Data for review section start

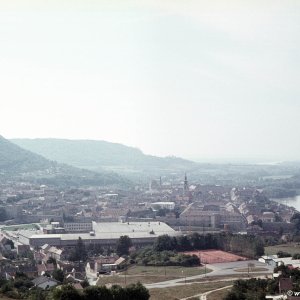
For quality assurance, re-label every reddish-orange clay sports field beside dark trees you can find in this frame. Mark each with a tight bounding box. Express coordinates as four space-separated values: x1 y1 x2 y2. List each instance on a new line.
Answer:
184 250 247 264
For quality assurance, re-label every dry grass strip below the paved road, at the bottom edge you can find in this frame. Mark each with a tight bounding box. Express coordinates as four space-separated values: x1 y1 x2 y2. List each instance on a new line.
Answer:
149 281 232 300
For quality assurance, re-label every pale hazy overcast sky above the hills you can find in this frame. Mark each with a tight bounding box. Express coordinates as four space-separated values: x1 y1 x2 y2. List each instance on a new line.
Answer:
0 0 300 161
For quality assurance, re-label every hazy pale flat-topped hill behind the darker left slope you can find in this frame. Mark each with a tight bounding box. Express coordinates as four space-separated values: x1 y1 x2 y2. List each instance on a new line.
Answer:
11 139 196 177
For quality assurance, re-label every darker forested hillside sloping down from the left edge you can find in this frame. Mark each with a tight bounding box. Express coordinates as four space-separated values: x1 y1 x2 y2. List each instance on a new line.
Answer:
0 136 129 186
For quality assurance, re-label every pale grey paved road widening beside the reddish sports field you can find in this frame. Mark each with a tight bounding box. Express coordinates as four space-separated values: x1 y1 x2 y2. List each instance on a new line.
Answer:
145 260 273 289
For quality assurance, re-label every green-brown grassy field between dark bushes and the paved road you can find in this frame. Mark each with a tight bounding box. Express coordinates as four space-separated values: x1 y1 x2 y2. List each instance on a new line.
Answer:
98 266 211 286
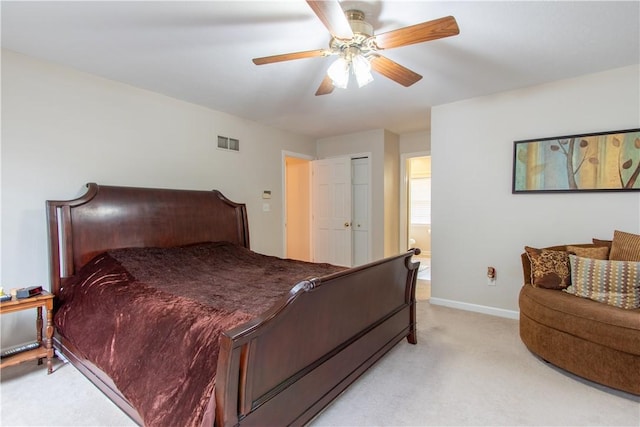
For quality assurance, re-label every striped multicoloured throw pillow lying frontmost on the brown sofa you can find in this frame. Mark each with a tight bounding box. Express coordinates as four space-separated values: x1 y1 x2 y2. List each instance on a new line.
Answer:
563 254 640 310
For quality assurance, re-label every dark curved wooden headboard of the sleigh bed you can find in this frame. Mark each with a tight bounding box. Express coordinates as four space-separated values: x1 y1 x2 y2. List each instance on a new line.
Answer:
47 183 249 294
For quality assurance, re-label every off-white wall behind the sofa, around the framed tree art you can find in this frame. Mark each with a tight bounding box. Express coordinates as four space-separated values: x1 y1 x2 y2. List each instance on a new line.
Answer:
431 66 640 314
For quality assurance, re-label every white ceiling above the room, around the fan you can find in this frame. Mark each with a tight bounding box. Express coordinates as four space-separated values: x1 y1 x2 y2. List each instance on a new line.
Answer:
1 0 640 138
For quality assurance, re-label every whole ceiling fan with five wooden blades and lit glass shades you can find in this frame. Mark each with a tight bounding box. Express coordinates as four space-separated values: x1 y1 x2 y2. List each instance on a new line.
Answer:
253 0 460 95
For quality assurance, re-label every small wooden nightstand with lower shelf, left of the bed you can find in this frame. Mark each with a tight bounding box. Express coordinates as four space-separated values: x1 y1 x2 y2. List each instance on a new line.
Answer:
0 291 53 374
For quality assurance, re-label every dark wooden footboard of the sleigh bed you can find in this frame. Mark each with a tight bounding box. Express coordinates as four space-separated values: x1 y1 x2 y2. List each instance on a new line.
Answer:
216 250 418 426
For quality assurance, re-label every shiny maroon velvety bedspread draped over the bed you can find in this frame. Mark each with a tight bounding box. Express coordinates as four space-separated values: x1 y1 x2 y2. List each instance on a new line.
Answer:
55 242 344 426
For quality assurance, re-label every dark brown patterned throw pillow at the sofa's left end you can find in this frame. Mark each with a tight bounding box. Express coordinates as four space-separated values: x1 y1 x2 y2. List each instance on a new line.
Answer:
524 246 571 289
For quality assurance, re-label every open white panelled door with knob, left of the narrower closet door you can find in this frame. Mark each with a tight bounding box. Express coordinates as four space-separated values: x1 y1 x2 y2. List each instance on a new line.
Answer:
312 157 352 267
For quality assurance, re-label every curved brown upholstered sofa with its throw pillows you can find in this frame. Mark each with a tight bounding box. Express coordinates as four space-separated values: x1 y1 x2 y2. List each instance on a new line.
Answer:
519 231 640 395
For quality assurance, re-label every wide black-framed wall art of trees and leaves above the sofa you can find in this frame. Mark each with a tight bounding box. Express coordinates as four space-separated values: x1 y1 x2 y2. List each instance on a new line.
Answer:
512 129 640 194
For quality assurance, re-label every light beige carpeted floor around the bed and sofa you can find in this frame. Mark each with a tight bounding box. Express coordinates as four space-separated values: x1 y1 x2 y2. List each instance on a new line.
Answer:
0 302 640 426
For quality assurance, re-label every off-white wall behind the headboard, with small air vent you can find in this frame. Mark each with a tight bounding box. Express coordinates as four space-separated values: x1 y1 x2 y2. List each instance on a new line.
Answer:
0 50 315 346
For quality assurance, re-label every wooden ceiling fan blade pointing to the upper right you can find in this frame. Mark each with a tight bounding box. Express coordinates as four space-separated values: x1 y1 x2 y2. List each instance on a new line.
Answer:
375 16 460 49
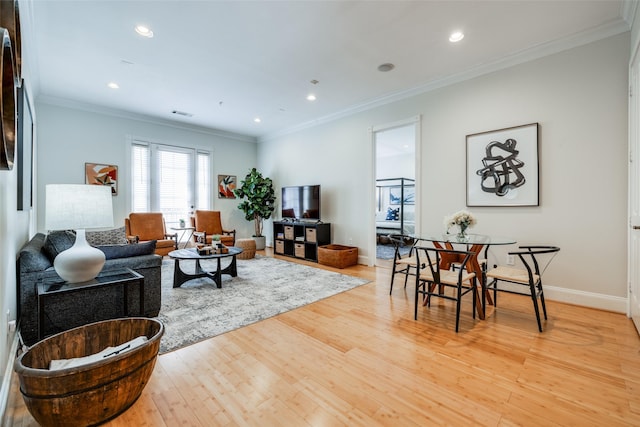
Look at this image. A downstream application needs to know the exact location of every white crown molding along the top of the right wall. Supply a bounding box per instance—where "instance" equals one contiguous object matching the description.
[257,17,636,143]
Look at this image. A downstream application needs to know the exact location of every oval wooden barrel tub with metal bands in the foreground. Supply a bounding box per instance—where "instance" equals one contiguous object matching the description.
[15,318,164,427]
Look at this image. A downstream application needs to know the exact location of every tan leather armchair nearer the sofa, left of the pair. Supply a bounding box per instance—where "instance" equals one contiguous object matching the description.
[124,212,178,256]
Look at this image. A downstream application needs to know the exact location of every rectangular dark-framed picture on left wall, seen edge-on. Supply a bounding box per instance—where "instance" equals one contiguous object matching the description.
[16,81,33,211]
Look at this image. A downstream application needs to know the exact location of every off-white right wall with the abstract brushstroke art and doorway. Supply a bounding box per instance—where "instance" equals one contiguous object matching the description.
[258,33,630,312]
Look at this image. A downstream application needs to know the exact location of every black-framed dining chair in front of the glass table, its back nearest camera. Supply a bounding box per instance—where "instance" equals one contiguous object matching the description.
[413,246,478,332]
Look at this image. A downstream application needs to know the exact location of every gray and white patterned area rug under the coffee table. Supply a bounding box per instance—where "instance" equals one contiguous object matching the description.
[158,257,369,353]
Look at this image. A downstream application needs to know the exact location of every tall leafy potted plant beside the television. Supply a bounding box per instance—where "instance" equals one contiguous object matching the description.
[233,168,276,249]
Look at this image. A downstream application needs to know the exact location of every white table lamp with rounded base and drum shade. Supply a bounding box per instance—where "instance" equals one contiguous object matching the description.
[45,184,113,283]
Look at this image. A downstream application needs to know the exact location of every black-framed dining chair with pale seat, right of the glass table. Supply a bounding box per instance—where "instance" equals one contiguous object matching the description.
[486,246,560,332]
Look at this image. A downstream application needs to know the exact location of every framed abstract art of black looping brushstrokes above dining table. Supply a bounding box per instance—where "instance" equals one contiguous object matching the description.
[467,123,540,206]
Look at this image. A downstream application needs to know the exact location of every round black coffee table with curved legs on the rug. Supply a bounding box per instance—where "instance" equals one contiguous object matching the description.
[169,246,242,288]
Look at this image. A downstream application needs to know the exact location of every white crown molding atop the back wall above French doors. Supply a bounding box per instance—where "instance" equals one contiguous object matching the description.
[38,95,257,143]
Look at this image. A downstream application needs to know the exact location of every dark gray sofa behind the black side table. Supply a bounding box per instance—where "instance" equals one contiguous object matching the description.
[16,231,162,346]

Data for review section end

(Aim of the task): Restate all entries above exactly, but not the images.

(Task answer):
For quality assurance, re-label every reddish-orange clay sports field beside dark trees you can find in this frame. Mark each with a tight bounding box. Express coordinates as four space-separated values: x1 y1 x2 y2. List each instance on a new line.
Answer:
184 250 247 264
For quality assurance, re-label every dry grass strip below the paved road, at the bottom edge you can find in this frame. Mark each with a tight bounding box. Express coordinates as four space-separated values: x1 y1 x2 y2. List each instance on a new line.
Answer:
149 281 232 300
For quality assurance, re-label every pale hazy overcast sky above the hills you can find in this frame. Mark each with a tight bounding box. Express coordinates as four space-separated values: x1 y1 x2 y2. List each instance on a new line.
Answer:
0 0 300 161
For quality assurance, re-label every hazy pale flat-topped hill behind the darker left slope you can find in this frame. Mark each with a tight bounding box. Express coordinates as four space-separated values: x1 y1 x2 y2. List each instance on a new line.
Answer:
11 139 196 177
For quality assurance, re-label every darker forested hillside sloping down from the left edge you can find in this frame. Mark each with a tight bounding box. Express coordinates as four space-separated values: x1 y1 x2 y2. List each instance on a new line.
Answer:
0 136 129 186
For quality assurance, re-label every pale grey paved road widening beside the reddish sports field you can find in this frame. Mark each with a tight bounding box. Express coordinates as four space-separated values: x1 y1 x2 y2. List each instance on a new line.
Answer:
145 260 273 289
For quality assurance, re-label every green-brown grassy field between dark bushes and the paved road you can find in this frame. Mark each with a tight bounding box. Express coordinates as four space-separated values: x1 y1 x2 y2. List each instance on a new line.
Answer:
98 266 211 286
For quality assurance, re-label every striped multicoloured throw pillow lying frontmost on the brown sofa you can find in this frame. Mark each with a tight bounding box. Express coordinates as four space-separated values: x1 y1 x2 y2. List each instance on a new line.
Answer:
563 254 640 310
For quality assurance, re-label every dark curved wooden headboard of the sleigh bed you can find in this frame. Mark each with a tight bounding box. Express coordinates as four space-separated values: x1 y1 x2 y2. List each instance on a new line.
Answer:
47 183 249 294
For quality assurance, re-label every off-white wall behind the sofa, around the framed tree art you can find in this frame. Mark each with a tight bounding box. Express coordinates as four space-separated values: x1 y1 x2 y2. List each instance on a new line.
Answer:
431 66 640 314
For quality assurance, re-label every white ceiling above the room, around the fan you can find in this frame. Mark each with a tight bounding box. Express coordinates as four space-separated values: x1 y1 x2 y2. List each instance on a new line.
Answer:
1 0 640 138
For quality assurance, re-label every whole ceiling fan with five wooden blades and lit glass shades you can find in this frame. Mark each with a tight bounding box. Express coordinates as four space-separated values: x1 y1 x2 y2. List each instance on a new line.
Answer:
253 0 460 95
For quality assurance, re-label every small wooden nightstand with lower shelf, left of the bed you can find in this frame. Mark each with a tight bounding box. Express coordinates as four space-separated values: x1 y1 x2 y2. List each instance on a new line.
Answer:
0 291 53 374
For quality assurance, re-label every dark wooden footboard of the sleigh bed you can find in this frame. Mark each with a tight bounding box. Express coordinates as four space-separated values: x1 y1 x2 y2. List each instance on a new line.
Answer:
216 250 418 426
For quality assurance, re-label every shiny maroon velvety bedspread draped over the bed you can find in this frame. Mark each with a tight bounding box. Express coordinates as four space-separated values: x1 y1 x2 y2. List each instance on a new line.
Answer:
55 242 344 426
For quality assurance, re-label every dark brown patterned throw pillow at the sofa's left end you can find in this frame. Mark each with a tight bounding box. Express coordinates as four space-separated values: x1 y1 x2 y2. List each instance on a new line.
Answer:
524 246 571 289
For quality assurance, re-label every open white panelled door with knob, left of the narrower closet door you can find in this frame. Mark each with a tight bounding box. Express coordinates as four space-separated values: x1 y1 x2 y2. List each instance on a new line.
Answer:
312 157 352 267
For quality assurance, re-label every curved brown upholstered sofa with its throw pillows you can find in this frame. Mark each with a tight bounding box. Express coordinates as four space-separated values: x1 y1 x2 y2. List each instance on a new line.
Answer:
519 231 640 395
For quality assurance, re-label every wide black-framed wall art of trees and leaves above the sofa you can find in this frame. Mark each with a tight bounding box. Express coordinates as four space-separated values: x1 y1 x2 y2. List each instance on a new line.
Answer:
512 129 640 194
For quality assurance, re-label every light beige carpeted floor around the bed and sofa you can find in this frame. Mark each with a tight bounding box. Express coordinates as four space-separated values: x1 y1 x2 y2. List each instance on a new line.
Answer:
0 302 640 426
For quality assurance, re-label every off-white wall behind the headboard, with small air vent you can find in this frame. Mark each with a tight bounding box. Express coordinates as four space-separated values: x1 y1 x2 y2. List each instance on a new line.
Answer:
0 50 315 346
For quality assurance, re-label every wooden ceiling fan blade pointing to the upper right you can find in this frame. Mark each with a tight bounding box. Express coordinates as four space-separated values: x1 y1 x2 y2. List each instance on a new line.
Answer:
375 16 460 49
Look at this image. A downstream application needs to know the exact location of every white crown molding along the top of the right wall. Supply a bounding box per instance—where "instance" equals one contiguous object matching the description.
[257,17,636,143]
Look at this image. A downstream application needs to know the exact location of every oval wooden barrel tub with metal bands in the foreground. Supply a bounding box per instance—where "instance" equals one contiguous object matching the description.
[15,318,164,427]
Look at this image. A downstream application needs to know the exact location of every tan leather armchair nearer the sofa, left of the pair. Supply a bounding box per instance—where "instance" equals one contiguous object matching the description.
[124,212,178,256]
Look at this image. A downstream application needs to know the exact location of every rectangular dark-framed picture on left wall, seen edge-on. Supply a bounding box per instance—where "instance" equals one contiguous object matching the description.
[16,81,33,211]
Look at this image. A downstream application needs to know the exact location of every off-white right wall with the abstract brushstroke art and doorway. Supply a bounding box per instance—where "instance" equals one contiguous object matching the description.
[258,33,630,312]
Look at this image. A downstream application needs to know the exact location of every black-framed dining chair in front of the glass table, its back nearest camera. Supply a bounding box per instance—where "instance" equals one contiguous object matching the description.
[413,246,478,332]
Look at this image. A downstream application needs to know the exact location of every gray and white patterned area rug under the coffee table. Supply a bounding box per instance—where "instance" equals one contiguous object matching the description.
[158,257,369,353]
Look at this image. A downstream application needs to know the exact location of every tall leafy potted plant beside the television. Supply a bounding box per instance—where "instance" equals one contiguous object matching the description.
[233,168,276,249]
Look at this image. A downstream application needs to know the exact location of every white table lamp with rounded base and drum shade. Supply a bounding box per instance—where "instance" equals one contiguous object matching the description.
[45,184,113,283]
Look at this image. A downstream application needs to know the exact location of every black-framed dining chair with pale seat, right of the glass table. Supply a bounding box per instance—where "instance" equals one contiguous object matching the description.
[486,246,560,332]
Look at this image. A downstream application needs to know the exact location of every framed abstract art of black looping brushstrokes above dining table. Supply a bounding box per instance—where "instance" equals one contiguous object matching the description.
[467,123,540,206]
Look at this image. A downstream application needs to know the exact location of every round black coffee table with curved legs on the rug. Supply a bounding box per instance—where "instance" equals one contiguous object matching the description.
[169,246,242,288]
Look at this image. A downstream application needs to know the exact location of every white crown molding atop the back wall above French doors. Supply a bounding box per instance—where "instance" equals one contiguous object matching the description.
[38,95,257,143]
Look at this image. A downstream application needs to know the exact location of every dark gray sofa behind the black side table. Supply a bounding box per instance—where "instance" equals one contiguous object matching the description.
[16,231,162,346]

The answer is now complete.